▶ **Exercise aim**
Without changing a character, output all of the records.
···
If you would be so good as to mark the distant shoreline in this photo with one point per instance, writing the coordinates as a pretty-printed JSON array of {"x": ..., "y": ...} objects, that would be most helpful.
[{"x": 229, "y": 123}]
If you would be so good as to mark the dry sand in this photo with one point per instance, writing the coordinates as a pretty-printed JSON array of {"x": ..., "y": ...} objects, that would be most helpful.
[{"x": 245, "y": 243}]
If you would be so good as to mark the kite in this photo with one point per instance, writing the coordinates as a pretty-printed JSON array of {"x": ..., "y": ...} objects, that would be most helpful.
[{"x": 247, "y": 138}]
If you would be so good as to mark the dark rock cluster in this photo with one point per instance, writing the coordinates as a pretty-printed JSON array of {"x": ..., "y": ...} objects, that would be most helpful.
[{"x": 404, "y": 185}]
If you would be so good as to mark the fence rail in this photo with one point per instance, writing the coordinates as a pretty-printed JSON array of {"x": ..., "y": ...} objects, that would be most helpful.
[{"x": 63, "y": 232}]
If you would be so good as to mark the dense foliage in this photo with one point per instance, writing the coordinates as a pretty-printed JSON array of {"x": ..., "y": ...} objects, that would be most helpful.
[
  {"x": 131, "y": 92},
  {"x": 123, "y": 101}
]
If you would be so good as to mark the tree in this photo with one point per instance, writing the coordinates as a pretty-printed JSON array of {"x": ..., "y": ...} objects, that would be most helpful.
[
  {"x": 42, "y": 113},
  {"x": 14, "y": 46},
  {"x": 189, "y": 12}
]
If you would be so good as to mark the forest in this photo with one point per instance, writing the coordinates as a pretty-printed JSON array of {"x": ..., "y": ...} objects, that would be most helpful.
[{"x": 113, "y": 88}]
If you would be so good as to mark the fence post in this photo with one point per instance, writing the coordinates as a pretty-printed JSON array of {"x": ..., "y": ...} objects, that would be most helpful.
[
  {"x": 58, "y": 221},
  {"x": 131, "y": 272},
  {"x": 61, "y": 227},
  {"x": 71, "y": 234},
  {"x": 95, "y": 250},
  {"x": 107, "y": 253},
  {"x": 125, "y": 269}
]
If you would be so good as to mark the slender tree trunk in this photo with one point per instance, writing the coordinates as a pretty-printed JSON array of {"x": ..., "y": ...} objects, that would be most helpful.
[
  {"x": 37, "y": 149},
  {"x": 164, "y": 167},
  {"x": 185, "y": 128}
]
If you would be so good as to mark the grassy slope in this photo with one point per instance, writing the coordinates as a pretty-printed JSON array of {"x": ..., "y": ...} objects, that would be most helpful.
···
▶ **Solution to the exercise**
If you would be so good as to mark the distant shoreline in this photo with one point per instance, writing the coordinates as a pretty-printed JSON array of {"x": ..., "y": ...} objects, that would be most helpful.
[{"x": 229, "y": 123}]
If you would be so good as to mark the dry sand in this photo with one point per instance, writing the coordinates as a pretty-printed JSON array of {"x": ..., "y": ...} objects, that would be most helpful.
[{"x": 245, "y": 243}]
If you would be so good as to mark the kite in this photo with one point per instance, writing the coordinates as a pretty-printed JSON array of {"x": ..., "y": ...} objects, that would be most helpful.
[{"x": 247, "y": 138}]
If you would be so good as to mark the dark rock cluster in this photo with one point per instance, writing the coordinates as a pretty-printed JSON array of {"x": ..., "y": ...} objects, that would be most helpful.
[{"x": 404, "y": 185}]
If you would be so good as to mark the fence rail in this photo with one point per instance, writing the coordinates as a pretty-printed JSON array of {"x": ..., "y": ...} objects, that would be most helpful.
[{"x": 63, "y": 232}]
If you would be so good as to mark the dense foliage in this photo with one point per instance, writing the coordinates as a pretty-printed JSON array of {"x": ..., "y": ...} objects, that would be most helpful.
[
  {"x": 131, "y": 92},
  {"x": 123, "y": 101}
]
If you would be so good as to mark the tree in this photo with one point per instance, writing the coordinates as a pretty-printed JSON array of {"x": ..., "y": ...} objects, that would be most helpful.
[
  {"x": 42, "y": 113},
  {"x": 14, "y": 46},
  {"x": 189, "y": 12}
]
If you would be so good as to mark the forest in this photo with one point per instance, writing the coordinates as a pretty-printed JSON array of {"x": ..., "y": ...} objects, that would be most helpful.
[{"x": 113, "y": 88}]
If you would be so good as to mark the fence post in this photo with one point per instance, writing the coordinates as a pretty-printed JSON array of {"x": ..., "y": ...} objects, that would be most helpful.
[
  {"x": 58, "y": 221},
  {"x": 131, "y": 272},
  {"x": 61, "y": 227},
  {"x": 71, "y": 234},
  {"x": 95, "y": 250},
  {"x": 107, "y": 253},
  {"x": 125, "y": 269}
]
If you would be so good as to mark the slender tree trunk in this photo with one point per instance, writing the coordinates as a pretty-printed JSON array of {"x": ..., "y": ...} objects, that would be most helpful.
[
  {"x": 37, "y": 149},
  {"x": 164, "y": 167},
  {"x": 185, "y": 128}
]
If you would be so good as to mark the grassy slope in this photo with one point per instance, writing the coordinates as a pretty-printed JSON array of {"x": ..., "y": ...} objects, that would be most helpful.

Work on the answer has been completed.